(Data excerpts)
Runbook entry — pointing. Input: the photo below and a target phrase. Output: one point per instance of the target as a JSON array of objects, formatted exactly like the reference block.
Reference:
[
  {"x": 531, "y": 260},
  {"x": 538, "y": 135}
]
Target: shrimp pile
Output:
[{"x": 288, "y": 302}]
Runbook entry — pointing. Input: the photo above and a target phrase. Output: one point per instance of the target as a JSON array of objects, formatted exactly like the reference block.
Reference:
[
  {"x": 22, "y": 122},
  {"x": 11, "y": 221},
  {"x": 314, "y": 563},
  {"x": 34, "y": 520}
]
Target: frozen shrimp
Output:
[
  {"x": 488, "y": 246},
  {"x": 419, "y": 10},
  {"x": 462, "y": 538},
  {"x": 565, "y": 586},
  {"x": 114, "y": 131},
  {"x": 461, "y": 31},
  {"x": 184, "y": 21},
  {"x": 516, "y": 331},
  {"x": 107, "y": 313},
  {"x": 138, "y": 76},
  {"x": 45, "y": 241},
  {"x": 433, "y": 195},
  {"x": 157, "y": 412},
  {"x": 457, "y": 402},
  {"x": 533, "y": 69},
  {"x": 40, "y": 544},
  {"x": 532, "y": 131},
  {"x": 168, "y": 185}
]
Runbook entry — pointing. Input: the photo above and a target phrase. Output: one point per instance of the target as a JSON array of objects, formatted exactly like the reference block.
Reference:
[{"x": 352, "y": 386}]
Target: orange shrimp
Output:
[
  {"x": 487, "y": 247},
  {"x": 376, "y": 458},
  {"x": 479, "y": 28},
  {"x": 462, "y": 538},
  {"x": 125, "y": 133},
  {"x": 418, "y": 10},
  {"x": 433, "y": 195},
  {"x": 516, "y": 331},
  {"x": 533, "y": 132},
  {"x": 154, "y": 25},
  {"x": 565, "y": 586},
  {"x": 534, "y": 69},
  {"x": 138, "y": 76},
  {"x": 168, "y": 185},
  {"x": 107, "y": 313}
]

> Try it:
All of the data above should be reproduced exactly, with nothing left out.

> Solution to the exercise:
Runbook entry — pointing. Input: the photo below and a target phrase. Output: one point per instance of the target as a JSON array of objects, formatted exactly like the reference block.
Reference:
[
  {"x": 531, "y": 260},
  {"x": 538, "y": 135}
]
Target: shrimp pile
Output:
[{"x": 288, "y": 302}]
Runbook entry — pointing. Input: the photo above and a target phrase. Output: one point per instance of the target as a JSON array of objects, formatted exactly like the reference block.
Reference:
[
  {"x": 22, "y": 122},
  {"x": 11, "y": 221},
  {"x": 314, "y": 563},
  {"x": 34, "y": 520}
]
Target: frozen shrimp
Output:
[
  {"x": 488, "y": 246},
  {"x": 419, "y": 10},
  {"x": 462, "y": 538},
  {"x": 565, "y": 586},
  {"x": 114, "y": 131},
  {"x": 461, "y": 31},
  {"x": 184, "y": 21},
  {"x": 516, "y": 331},
  {"x": 107, "y": 313},
  {"x": 138, "y": 76},
  {"x": 45, "y": 241},
  {"x": 433, "y": 195},
  {"x": 157, "y": 412},
  {"x": 457, "y": 402},
  {"x": 533, "y": 69},
  {"x": 40, "y": 544},
  {"x": 532, "y": 131},
  {"x": 168, "y": 185}
]
Runbook entry — pointing. Input: the photo above and a target phrase. Output: one point per instance of the target as a JSON array of objects, formatted exactly like the reference block.
Reference:
[{"x": 352, "y": 386}]
Target: orange shrimp
Output:
[
  {"x": 487, "y": 247},
  {"x": 376, "y": 458},
  {"x": 479, "y": 28},
  {"x": 462, "y": 538},
  {"x": 125, "y": 133},
  {"x": 418, "y": 10},
  {"x": 433, "y": 195},
  {"x": 516, "y": 331},
  {"x": 533, "y": 132},
  {"x": 154, "y": 25},
  {"x": 565, "y": 586},
  {"x": 534, "y": 69},
  {"x": 138, "y": 76},
  {"x": 168, "y": 185},
  {"x": 107, "y": 313}
]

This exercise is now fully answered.